EXERCISE TASK: Identify each line of the items below that contains the string "ymin", and copy every such line.

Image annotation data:
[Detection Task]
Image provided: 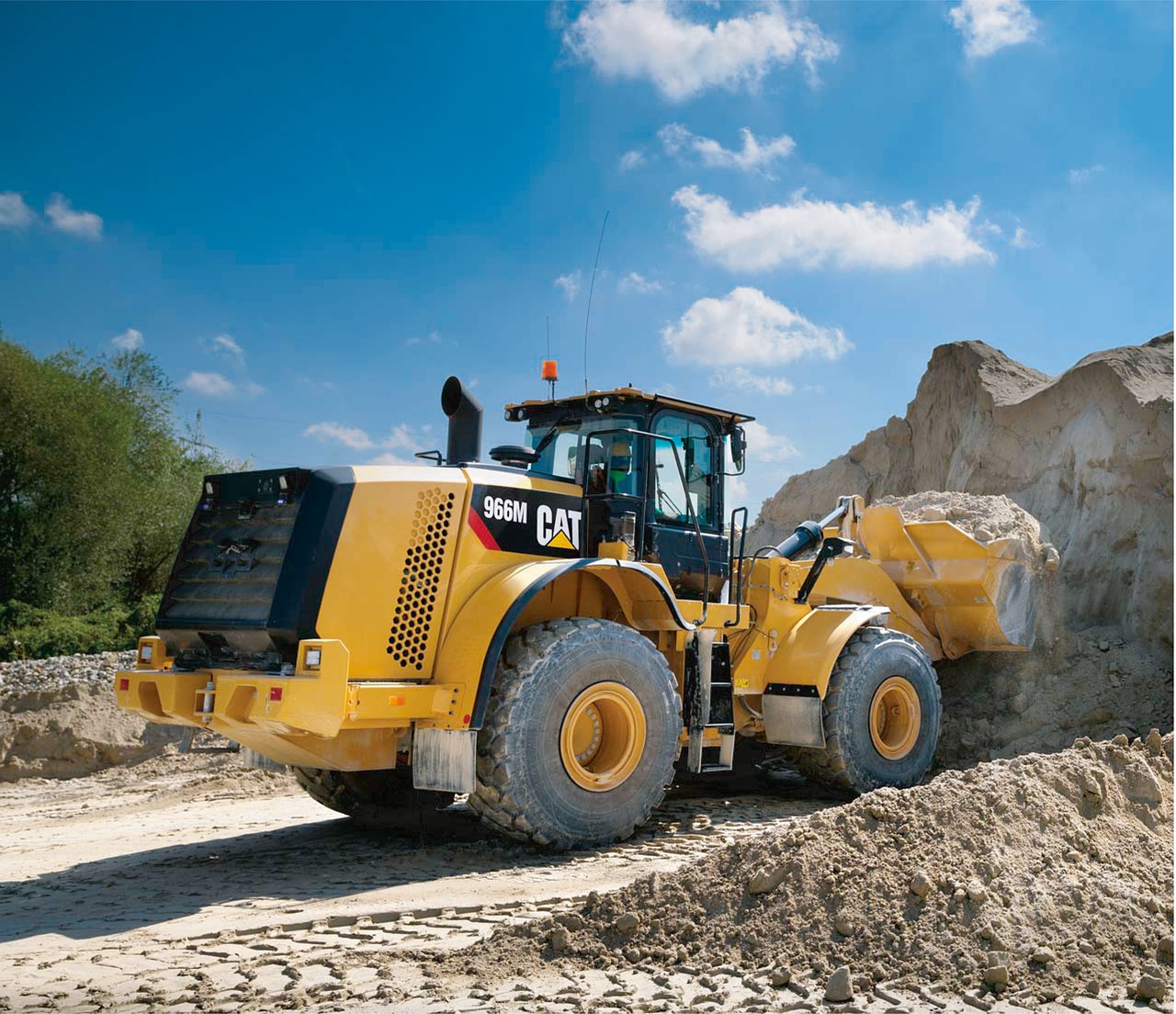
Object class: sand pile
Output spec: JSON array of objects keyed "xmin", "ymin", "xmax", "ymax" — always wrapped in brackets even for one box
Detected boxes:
[
  {"xmin": 874, "ymin": 490, "xmax": 1049, "ymax": 557},
  {"xmin": 748, "ymin": 332, "xmax": 1172, "ymax": 646},
  {"xmin": 935, "ymin": 627, "xmax": 1172, "ymax": 767},
  {"xmin": 480, "ymin": 732, "xmax": 1172, "ymax": 997},
  {"xmin": 0, "ymin": 652, "xmax": 180, "ymax": 783}
]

RIGHT ANSWER:
Output spec: JSON array of objects keyed "xmin", "ymin", "xmax", "ymax" — always wrapped in brackets even for one box
  {"xmin": 874, "ymin": 490, "xmax": 1049, "ymax": 557},
  {"xmin": 748, "ymin": 332, "xmax": 1172, "ymax": 646},
  {"xmin": 935, "ymin": 627, "xmax": 1172, "ymax": 767},
  {"xmin": 480, "ymin": 732, "xmax": 1172, "ymax": 997},
  {"xmin": 0, "ymin": 652, "xmax": 180, "ymax": 783}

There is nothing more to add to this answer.